▶ _OBJECTIVE_
From the line containing "of the tent" to the very last line, repeat everything exactly and add nothing else. Skip the pictures.

============

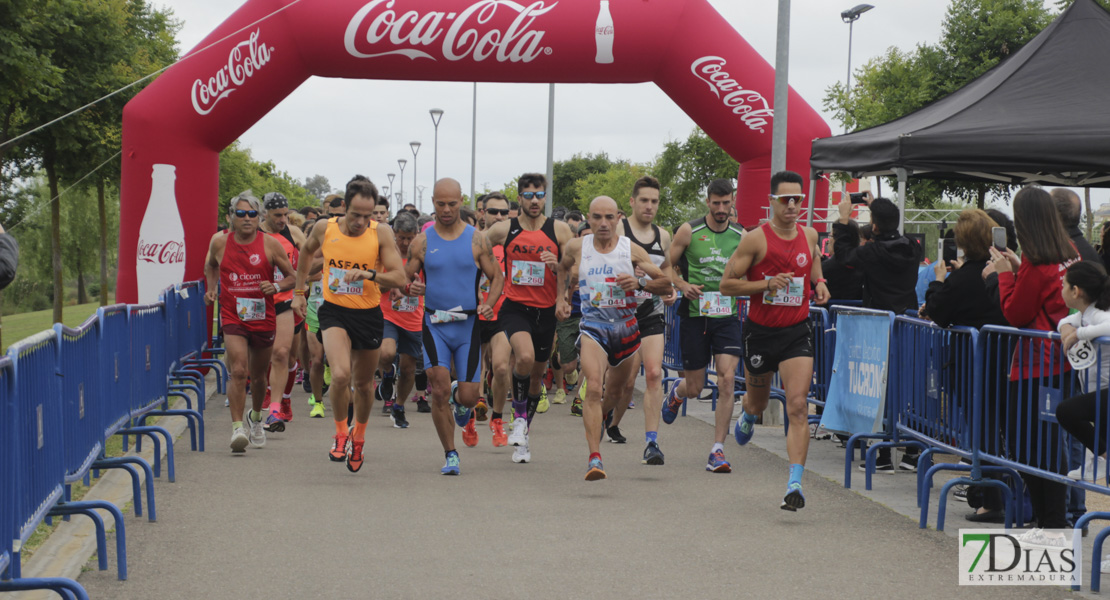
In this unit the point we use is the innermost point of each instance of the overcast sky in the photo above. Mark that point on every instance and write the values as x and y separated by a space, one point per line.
310 132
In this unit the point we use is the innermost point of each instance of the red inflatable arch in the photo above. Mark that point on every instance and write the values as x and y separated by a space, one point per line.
174 130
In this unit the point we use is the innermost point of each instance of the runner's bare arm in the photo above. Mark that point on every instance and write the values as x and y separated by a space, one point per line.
394 276
483 254
659 284
212 266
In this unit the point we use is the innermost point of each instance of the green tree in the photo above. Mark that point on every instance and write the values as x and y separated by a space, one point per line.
977 34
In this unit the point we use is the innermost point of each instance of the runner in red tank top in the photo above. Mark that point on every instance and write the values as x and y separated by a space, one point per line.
286 335
532 246
773 266
243 261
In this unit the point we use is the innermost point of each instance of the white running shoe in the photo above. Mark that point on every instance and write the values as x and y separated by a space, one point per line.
1095 468
239 439
520 435
258 433
521 454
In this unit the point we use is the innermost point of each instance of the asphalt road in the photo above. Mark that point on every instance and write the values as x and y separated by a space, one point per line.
283 521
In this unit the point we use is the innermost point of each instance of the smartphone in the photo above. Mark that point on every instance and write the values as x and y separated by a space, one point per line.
998 239
948 251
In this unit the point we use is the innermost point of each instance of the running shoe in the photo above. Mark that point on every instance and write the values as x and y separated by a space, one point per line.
339 448
652 454
239 439
794 499
256 434
470 434
717 463
744 429
595 470
521 455
452 466
672 404
354 455
397 416
274 424
497 429
544 405
520 435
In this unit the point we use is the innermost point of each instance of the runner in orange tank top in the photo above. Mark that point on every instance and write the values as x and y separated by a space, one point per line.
527 317
778 262
350 317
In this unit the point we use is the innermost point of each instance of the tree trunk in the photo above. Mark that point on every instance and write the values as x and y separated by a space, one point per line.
56 232
103 242
1090 215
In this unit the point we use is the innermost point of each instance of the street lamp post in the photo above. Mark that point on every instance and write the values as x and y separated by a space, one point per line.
849 17
415 149
402 163
436 115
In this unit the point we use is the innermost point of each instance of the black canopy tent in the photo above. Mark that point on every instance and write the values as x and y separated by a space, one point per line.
1042 115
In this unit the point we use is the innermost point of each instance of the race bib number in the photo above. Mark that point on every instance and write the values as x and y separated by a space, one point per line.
251 308
793 295
405 304
607 295
337 286
713 304
528 273
447 316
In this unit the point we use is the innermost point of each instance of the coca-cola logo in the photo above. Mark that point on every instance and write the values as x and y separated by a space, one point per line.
243 61
749 104
163 253
386 32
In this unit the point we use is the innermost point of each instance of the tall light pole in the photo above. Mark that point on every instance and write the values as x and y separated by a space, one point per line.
436 115
849 17
402 163
415 149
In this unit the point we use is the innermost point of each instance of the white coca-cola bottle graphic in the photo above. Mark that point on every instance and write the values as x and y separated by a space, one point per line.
604 34
160 261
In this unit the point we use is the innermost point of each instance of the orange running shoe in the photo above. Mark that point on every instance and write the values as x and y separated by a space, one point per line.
497 428
354 455
339 449
470 434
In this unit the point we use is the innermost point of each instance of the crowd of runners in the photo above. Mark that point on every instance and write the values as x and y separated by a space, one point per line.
471 313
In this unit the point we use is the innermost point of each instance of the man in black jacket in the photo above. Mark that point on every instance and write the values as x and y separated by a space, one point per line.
1067 206
888 264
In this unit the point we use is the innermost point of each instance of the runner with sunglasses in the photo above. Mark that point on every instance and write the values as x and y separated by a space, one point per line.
532 244
351 316
243 262
774 266
708 324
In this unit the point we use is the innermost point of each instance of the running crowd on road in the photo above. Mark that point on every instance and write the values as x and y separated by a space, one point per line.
478 315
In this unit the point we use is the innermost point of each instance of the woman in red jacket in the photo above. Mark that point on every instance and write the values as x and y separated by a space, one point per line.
1029 293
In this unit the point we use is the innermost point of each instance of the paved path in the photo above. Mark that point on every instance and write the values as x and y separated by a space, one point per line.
285 522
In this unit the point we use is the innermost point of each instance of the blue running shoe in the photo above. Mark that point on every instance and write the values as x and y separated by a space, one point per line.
462 414
744 429
595 470
452 466
794 499
717 463
672 404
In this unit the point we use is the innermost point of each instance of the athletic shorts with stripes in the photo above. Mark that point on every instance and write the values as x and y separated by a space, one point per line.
458 342
619 339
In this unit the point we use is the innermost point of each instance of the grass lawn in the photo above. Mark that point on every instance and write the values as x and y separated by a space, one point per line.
16 327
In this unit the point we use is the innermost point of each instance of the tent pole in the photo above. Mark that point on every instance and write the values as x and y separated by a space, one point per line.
901 199
813 193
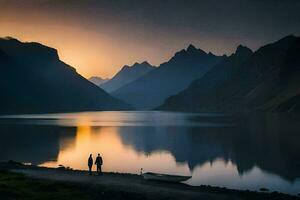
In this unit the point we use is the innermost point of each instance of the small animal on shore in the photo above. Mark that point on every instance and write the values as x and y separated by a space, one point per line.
99 163
90 164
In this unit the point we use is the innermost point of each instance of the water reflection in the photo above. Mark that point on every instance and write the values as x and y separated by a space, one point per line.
245 152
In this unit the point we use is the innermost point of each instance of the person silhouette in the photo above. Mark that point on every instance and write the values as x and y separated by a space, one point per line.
99 163
90 164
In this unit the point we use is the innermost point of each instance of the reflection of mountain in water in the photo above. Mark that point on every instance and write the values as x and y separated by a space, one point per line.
269 142
32 144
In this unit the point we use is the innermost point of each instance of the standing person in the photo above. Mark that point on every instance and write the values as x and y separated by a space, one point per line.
99 163
90 164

============

▶ _RESULT_
In this unit the point we use is the innermost point of each instance of the tent pole in the photo above. Mark that point on every instance and write the values as x and y separated by a space, one point per line.
901 199
813 193
In this unit the point we use is the innermost point of each instance of the small animal on shore in the photo above. Mark that point on every instance and write the values as x and y separated by a space, one point per line.
99 163
90 164
In this unit the point we use is the innermost point of each instance of the water reflection in the photo above. Mark that point on every instance and write the values as x and y separated by a space, one point per line.
245 152
In this unit the point we use is the innermost point of each instance of the person silhouette in the photo above. Mark that point on every instance and write the values as x and y separated by a space, one point per line.
99 163
90 164
In this unit the point we use is the innermost point of each instance of the reflection of mountain in water in the photo above. Mark that point on every instance and write the values as x and y separated by a space, one point per line.
269 142
32 144
In this unit the point we use is the innermost point of each instance of the standing person in the photo above. Mark that point on every instance and write the values as x and y separated by a space, one point per line.
99 163
90 164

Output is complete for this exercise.